# Document text

I was invited to write a proposal for a presentation this fall on the role of stories(!) and other techniques to elicit genuine change in people’s beliefs and behaviours. A credible bio would have been part of the proposal. It’s a subject that interests me greatly. I am torn about whether to try, but if I do both the bio and the presentation will be, almost certainly, inauthentic, full of the Story of Me. And if I don’t try, I will be troubled about whether in my obsession with non-duality I am disengaging from people and ideas that are at least fun, even if they are probably not really useful. What’s the harm in play, even if it’s a bit disingenuous?

# Supplied information
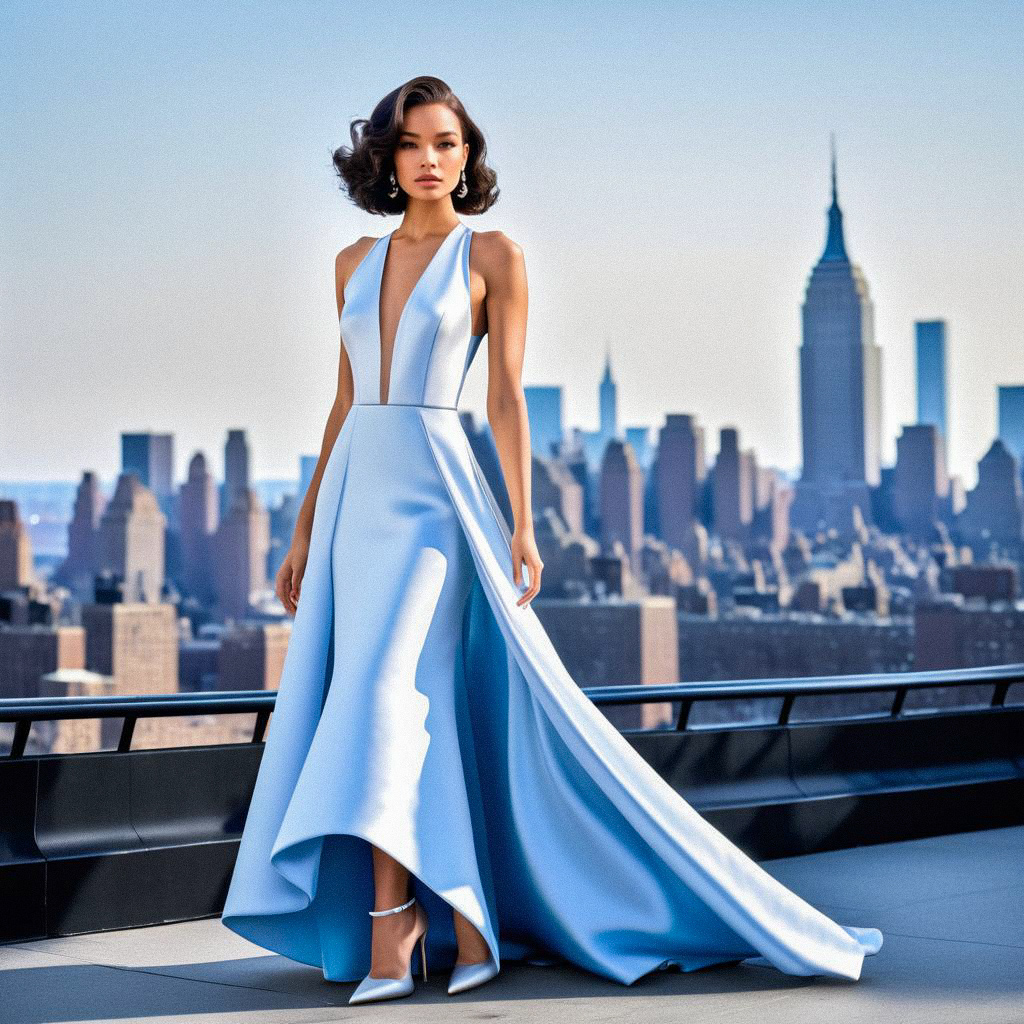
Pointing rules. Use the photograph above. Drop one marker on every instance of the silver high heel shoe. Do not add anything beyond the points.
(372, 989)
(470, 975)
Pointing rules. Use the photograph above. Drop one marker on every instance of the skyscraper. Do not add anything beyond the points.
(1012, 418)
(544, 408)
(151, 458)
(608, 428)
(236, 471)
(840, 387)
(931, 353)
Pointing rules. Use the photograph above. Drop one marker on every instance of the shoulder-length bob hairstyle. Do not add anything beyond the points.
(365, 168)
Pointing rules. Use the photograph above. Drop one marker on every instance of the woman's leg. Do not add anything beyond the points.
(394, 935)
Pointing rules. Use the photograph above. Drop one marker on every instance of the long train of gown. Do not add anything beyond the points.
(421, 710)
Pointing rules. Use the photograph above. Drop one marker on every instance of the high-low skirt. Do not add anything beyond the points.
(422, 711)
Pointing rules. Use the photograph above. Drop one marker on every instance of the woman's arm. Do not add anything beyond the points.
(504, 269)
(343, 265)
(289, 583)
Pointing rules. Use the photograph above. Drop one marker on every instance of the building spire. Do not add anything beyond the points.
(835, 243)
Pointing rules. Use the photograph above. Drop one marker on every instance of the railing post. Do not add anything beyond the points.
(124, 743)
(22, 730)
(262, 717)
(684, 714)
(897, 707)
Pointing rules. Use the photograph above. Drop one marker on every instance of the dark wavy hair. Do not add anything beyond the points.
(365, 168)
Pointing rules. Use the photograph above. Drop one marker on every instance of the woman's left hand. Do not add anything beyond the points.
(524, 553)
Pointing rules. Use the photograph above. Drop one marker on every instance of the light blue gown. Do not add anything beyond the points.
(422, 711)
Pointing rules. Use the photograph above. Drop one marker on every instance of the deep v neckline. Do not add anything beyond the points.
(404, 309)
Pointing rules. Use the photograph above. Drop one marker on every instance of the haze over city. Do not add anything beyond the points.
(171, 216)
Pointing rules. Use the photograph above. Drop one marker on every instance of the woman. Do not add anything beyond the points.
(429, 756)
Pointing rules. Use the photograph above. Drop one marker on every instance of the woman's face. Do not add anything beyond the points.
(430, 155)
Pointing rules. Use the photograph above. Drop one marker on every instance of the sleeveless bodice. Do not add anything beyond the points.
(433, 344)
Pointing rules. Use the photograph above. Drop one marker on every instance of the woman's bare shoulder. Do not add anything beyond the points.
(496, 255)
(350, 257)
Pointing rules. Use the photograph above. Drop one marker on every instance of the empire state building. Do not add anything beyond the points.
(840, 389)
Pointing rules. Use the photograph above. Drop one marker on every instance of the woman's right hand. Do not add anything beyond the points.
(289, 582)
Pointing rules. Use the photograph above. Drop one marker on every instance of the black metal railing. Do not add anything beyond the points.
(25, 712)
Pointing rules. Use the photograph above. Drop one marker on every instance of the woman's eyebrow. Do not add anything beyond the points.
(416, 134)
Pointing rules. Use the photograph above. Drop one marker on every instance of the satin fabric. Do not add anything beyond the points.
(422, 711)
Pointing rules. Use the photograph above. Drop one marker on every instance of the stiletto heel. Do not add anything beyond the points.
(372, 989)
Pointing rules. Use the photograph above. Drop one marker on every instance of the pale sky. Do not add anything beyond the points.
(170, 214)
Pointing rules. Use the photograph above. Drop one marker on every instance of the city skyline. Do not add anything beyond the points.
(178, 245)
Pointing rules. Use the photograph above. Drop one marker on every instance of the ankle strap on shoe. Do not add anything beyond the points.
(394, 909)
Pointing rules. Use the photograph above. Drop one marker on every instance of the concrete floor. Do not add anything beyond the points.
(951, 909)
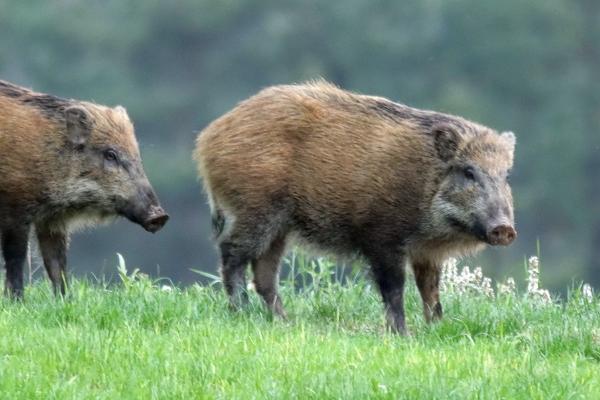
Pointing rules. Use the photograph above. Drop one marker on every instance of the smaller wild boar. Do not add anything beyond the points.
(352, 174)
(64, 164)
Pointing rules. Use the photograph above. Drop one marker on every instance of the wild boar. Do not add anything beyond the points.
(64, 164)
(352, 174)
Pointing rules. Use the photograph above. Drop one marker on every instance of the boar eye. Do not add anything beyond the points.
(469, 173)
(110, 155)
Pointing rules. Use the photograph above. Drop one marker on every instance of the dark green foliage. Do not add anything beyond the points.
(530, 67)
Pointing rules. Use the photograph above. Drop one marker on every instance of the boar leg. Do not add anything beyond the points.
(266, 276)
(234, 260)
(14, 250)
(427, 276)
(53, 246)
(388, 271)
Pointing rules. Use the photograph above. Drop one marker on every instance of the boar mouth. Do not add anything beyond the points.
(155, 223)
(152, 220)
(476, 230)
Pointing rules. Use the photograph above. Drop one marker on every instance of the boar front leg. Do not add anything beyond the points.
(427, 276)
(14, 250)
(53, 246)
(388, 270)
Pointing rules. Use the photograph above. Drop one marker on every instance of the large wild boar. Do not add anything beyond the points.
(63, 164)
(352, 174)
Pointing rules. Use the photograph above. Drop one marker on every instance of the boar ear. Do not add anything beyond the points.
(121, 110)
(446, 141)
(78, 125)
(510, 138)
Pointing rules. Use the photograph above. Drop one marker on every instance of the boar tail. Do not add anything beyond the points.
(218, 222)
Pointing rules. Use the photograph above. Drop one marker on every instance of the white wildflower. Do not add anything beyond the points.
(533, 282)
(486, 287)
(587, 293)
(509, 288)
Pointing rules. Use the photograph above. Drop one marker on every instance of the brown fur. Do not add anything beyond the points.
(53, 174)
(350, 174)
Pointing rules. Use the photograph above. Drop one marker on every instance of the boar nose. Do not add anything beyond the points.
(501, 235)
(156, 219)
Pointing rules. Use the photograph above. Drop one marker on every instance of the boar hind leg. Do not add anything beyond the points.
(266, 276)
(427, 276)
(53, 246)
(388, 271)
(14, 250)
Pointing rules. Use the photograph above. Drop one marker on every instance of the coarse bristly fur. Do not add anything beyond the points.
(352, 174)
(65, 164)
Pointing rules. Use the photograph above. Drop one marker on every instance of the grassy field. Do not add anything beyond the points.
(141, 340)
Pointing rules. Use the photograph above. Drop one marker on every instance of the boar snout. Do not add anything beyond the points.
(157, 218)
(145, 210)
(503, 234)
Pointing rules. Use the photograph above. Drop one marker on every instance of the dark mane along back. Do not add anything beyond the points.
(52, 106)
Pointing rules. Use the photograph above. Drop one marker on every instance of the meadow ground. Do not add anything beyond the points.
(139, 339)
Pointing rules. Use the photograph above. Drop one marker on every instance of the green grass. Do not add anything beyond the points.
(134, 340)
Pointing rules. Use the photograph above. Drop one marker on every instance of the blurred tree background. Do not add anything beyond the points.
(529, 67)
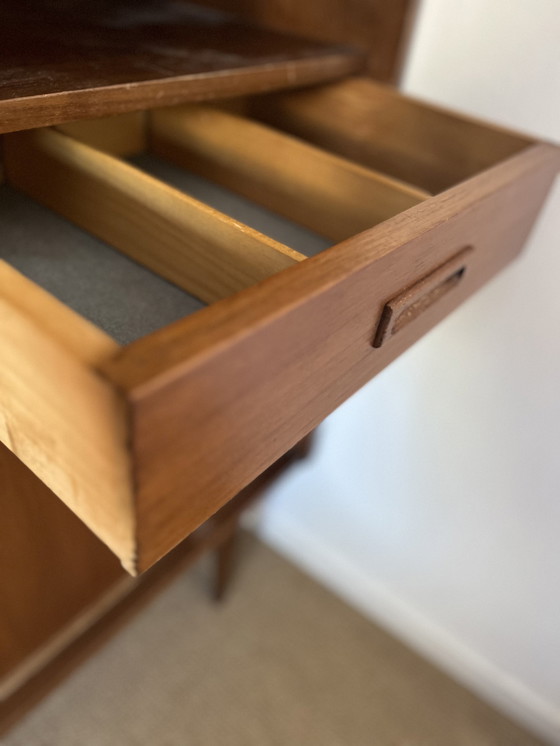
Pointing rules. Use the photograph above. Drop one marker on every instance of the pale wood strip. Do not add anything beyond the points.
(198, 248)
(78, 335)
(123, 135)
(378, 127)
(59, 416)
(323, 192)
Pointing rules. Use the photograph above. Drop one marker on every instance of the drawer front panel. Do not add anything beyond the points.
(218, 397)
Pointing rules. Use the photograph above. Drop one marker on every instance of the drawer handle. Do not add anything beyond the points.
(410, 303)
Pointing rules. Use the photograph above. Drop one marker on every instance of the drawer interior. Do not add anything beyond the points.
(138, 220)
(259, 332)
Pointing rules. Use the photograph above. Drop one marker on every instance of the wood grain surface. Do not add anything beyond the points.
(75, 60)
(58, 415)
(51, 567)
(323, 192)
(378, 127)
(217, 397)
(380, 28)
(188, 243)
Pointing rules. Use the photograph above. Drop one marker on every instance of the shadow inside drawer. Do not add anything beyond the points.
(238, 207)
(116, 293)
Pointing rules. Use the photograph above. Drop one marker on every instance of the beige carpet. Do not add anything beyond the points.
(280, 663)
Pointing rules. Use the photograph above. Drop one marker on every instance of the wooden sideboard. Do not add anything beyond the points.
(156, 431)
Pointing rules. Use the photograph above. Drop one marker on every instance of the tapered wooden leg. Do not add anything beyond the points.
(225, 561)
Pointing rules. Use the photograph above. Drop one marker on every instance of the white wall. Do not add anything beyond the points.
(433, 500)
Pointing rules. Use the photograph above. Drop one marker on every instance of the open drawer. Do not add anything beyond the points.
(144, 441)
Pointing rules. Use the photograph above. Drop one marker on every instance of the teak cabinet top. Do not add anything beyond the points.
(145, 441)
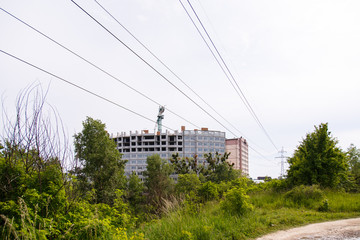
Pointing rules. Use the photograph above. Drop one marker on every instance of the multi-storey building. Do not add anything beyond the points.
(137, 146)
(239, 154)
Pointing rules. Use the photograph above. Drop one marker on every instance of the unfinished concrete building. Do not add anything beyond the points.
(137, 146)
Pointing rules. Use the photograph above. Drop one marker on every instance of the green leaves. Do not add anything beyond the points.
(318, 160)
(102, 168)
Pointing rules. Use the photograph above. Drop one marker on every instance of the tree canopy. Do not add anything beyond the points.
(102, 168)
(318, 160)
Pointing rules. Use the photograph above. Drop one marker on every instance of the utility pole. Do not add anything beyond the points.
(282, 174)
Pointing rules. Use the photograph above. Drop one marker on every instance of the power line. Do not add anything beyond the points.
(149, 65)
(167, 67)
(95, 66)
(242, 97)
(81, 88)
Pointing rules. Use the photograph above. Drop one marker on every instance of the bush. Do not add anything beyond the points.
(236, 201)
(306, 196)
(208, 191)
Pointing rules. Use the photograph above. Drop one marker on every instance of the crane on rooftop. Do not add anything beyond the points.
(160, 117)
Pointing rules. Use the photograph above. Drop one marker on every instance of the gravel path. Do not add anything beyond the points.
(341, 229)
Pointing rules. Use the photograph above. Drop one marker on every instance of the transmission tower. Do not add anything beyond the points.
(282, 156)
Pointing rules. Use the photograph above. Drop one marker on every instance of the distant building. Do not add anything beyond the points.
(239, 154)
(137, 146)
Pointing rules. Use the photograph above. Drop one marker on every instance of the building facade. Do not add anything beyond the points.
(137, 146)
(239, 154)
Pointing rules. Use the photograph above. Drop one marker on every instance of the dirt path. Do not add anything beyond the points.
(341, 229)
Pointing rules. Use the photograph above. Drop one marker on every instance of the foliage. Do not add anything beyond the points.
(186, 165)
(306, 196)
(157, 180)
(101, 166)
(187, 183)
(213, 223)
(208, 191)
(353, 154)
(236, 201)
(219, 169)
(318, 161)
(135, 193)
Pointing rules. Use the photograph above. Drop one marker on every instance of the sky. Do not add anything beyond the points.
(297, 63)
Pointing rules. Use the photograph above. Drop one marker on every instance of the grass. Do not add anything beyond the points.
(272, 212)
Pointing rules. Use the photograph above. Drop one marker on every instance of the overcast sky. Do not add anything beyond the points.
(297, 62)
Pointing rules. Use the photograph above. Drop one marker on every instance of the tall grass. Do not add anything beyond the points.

# Task list
[a] Extract every line of the records that contains the string "city", matching case exactly.
[b] Resume the reflection on the presentation proposal after its last sentence and continue writing it.

# Results
[a]
Pointing rules. Use the photograph above. Drop one marker on every instance of the haze over city. Do not add anything beyond the points.
Pointing rules. Use the photograph above. Drop one marker on every instance of the city skyline. Do not add anything beyond the points.

[b]
Likewise I have recently met some people whose company I really enjoyed, and to engage with them I told the Story of Me in all its practiced and thickly-varnished glory, still half-believing it myself. In so doing I passed off things that I have come to tenuously believe (things such as Pollard’s Laws*) as things that I have learned, as truths, as personal wisdom. These people clearly liked my stories, and they liked my self-assurance in telling them. What if the next time I meet someone like that, someone I’m intuitively drawn to, I refuse to tell the fictitious Story of Me? What if I just take them on interesting walks, listen to their story, ask them questions, sidestep questions about myself and refuse to offer any credentials, any advice, any personal ‘wisdom’? What if I ‘depersonalized’ my beliefs, my truths, by reframing them as just interesting observations, removing them from the Story of Me?
Without the Story of Me, would I come across as mysterious and interesting, or as evasive, a suspiciously blank slate? Would people like the more authentic, more modest, less talkative not-‘me’ as much as they like the richly storied ‘me’, enough to forge enjoyable new relationships? And what about the people who already know ‘me’? Without the Story of Me, will they still know ‘me’? Will they find the story-less not-‘me’ as lovable? Will they fear that the more authentic not-‘me’ might no longer love them?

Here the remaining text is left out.